→ Consegna: Stabilisca se le affermazioni (a), (b) e (c) concordano con l'articolo sull'agguato di Nicotera Marina, rispondendo sì o no e citando alla lettera le parole dell'articolo che decidono la risposta. (a) L'inchiesta è attualmente nelle mani della Direzione distrettuale antimafia di Catanzaro; (b) quattro colpi di pistola hanno raggiunto Giuseppe Muzzupappa; (c) le immagini di videosorveglianza a disposizione degli inquirenti provengono per lo più da attività commerciali.

→ Estratto del testo:
VIBO VALENTIA L’inchiesta è ancora in mano alla Procura della Repubblica di Vibo Valentia guidata da Camillo Falvo, ma le probabilità che il fascicolo passi presto sulla scrivania della Direzione distrettuale antimafia di Catanzaro sono molto alte. Anche perché sulla natura mafiosa dell’agguato che è costato la vita a Giuseppe Muzzupappa, il 38enne ucciso sabato sera a Nicotera Marina, non ci sono molti dubbi. Almeno dai rilievi effettuati e, soprattutto, dalla natura dell’agguato.
Diversi, infatti, i colpi di pistola esplosi contro Muzzupappa, quattro quelli che lo hanno raggiunto uccidendolo in un vicolo nei pressi di un locale della zona. Tutto si sarebbe consumato in pochi istanti prima della fuga del killer. Le indagini dei carabinieri del Nucleo investigativo del Reparto operativo di Vibo, dei militari della Compagnia di Tropea e dei colleghi della Stazione di Nicotera sono serrate e a tutto campo. I militari, con il coordinamento della procura vibonese, lavorano su quel poco che hanno: qualche testimonianza di chi si trovava in zona in quegli istanti e le immagini di videosorveglianza, per lo più quelle delle attività commerciali.

→ Dati estratti:
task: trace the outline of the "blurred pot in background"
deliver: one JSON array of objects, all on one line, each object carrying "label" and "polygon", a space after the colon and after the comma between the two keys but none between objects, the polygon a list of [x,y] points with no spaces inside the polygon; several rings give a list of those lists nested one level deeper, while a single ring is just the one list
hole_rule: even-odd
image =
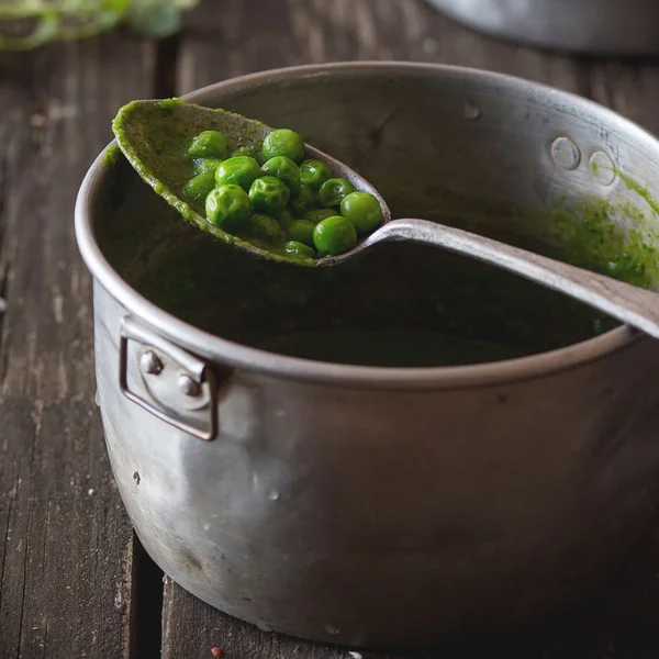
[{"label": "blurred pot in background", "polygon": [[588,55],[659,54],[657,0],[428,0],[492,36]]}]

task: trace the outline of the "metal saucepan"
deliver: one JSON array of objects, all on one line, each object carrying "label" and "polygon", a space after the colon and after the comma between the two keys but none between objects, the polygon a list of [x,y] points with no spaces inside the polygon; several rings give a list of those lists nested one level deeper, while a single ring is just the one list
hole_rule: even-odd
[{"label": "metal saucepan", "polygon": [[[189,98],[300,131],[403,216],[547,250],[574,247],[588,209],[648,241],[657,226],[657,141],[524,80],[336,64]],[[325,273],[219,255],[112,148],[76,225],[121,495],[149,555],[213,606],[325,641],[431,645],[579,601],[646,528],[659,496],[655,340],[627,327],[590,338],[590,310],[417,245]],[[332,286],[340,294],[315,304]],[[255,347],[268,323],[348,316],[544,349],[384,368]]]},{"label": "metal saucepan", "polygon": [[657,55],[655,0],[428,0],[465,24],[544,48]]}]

==

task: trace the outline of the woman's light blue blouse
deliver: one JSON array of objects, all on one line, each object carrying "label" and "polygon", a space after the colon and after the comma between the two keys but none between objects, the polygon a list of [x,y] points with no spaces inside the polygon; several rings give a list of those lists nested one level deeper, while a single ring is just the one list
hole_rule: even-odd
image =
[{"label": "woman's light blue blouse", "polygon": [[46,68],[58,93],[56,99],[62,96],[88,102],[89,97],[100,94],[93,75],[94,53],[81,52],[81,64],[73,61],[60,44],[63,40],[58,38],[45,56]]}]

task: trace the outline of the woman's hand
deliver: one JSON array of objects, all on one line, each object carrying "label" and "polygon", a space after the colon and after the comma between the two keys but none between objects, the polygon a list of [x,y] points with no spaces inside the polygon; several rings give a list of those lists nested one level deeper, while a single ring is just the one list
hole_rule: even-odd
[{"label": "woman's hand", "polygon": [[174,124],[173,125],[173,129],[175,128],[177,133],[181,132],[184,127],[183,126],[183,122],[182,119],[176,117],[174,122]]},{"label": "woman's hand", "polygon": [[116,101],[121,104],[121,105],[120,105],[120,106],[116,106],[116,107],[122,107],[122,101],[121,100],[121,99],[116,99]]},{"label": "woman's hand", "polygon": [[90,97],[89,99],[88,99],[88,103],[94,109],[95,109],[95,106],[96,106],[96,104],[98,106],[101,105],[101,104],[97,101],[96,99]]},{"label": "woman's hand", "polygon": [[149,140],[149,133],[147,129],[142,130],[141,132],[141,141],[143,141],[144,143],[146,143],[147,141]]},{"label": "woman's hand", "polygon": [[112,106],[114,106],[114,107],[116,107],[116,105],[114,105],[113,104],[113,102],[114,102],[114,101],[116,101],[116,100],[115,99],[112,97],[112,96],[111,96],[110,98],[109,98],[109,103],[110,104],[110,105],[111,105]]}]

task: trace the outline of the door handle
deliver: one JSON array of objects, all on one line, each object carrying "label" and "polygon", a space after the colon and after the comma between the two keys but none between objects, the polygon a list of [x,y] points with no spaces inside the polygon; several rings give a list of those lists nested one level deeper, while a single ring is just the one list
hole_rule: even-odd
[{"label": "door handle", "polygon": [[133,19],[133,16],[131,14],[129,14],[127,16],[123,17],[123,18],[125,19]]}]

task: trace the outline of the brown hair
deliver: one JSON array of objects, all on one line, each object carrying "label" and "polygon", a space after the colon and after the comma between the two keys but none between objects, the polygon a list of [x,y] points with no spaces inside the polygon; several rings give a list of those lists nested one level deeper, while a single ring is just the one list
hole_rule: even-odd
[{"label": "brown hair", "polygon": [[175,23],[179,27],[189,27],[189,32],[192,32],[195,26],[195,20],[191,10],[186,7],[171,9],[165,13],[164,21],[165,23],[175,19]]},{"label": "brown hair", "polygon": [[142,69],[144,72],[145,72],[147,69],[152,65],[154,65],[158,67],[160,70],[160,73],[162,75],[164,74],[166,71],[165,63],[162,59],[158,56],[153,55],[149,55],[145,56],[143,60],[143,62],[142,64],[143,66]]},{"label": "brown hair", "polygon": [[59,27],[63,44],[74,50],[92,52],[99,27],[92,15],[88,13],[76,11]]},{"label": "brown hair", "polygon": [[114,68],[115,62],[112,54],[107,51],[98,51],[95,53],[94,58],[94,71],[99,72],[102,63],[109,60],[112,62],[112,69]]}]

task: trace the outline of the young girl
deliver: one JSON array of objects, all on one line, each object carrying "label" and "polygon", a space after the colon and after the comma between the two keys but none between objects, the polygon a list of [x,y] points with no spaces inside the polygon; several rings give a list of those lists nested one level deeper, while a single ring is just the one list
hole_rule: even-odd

---

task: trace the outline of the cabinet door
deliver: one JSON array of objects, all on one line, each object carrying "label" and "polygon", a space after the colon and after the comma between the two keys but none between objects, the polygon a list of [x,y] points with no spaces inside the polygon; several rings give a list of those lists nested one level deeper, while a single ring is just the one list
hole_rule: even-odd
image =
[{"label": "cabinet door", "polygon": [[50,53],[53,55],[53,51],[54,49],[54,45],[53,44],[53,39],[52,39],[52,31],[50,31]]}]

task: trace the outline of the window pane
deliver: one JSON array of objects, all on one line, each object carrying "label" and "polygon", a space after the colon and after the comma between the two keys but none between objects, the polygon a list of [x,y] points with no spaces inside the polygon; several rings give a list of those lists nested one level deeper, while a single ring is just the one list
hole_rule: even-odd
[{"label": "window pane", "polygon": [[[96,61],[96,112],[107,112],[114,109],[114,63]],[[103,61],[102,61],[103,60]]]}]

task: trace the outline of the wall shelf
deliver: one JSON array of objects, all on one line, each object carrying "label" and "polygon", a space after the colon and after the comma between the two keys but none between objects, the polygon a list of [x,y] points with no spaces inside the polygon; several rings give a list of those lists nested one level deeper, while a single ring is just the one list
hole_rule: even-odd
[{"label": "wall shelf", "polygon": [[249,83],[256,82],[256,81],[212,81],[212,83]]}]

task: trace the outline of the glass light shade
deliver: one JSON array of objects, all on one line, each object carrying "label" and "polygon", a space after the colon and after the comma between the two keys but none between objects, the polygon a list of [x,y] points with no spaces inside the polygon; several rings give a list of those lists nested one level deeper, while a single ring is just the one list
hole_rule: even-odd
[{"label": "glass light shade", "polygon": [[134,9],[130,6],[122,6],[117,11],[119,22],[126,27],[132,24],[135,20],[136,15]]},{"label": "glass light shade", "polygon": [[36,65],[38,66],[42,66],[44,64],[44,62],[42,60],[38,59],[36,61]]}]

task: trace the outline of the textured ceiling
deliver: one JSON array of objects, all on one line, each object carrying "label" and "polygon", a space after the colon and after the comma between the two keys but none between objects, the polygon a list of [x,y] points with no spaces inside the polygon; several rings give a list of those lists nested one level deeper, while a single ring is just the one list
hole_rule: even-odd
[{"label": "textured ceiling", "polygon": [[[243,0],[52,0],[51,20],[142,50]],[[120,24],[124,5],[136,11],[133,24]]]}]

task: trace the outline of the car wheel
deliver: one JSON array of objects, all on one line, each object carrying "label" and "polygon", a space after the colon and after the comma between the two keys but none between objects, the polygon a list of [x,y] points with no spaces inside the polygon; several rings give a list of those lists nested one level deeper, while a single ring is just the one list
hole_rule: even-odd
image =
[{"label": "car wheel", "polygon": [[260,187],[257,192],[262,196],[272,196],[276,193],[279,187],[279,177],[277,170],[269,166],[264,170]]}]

→ Risposta:
(a) No: «L’inchiesta è ancora in mano alla Procura della Repubblica di Vibo Valentia guidata da Camillo Falvo».
(b) Sì: «quattro quelli che lo hanno raggiunto uccidendolo in un vicolo nei pressi di un locale della zona».
(c) Sì: «le immagini di videosorveglianza, per lo più quelle delle attività commerciali».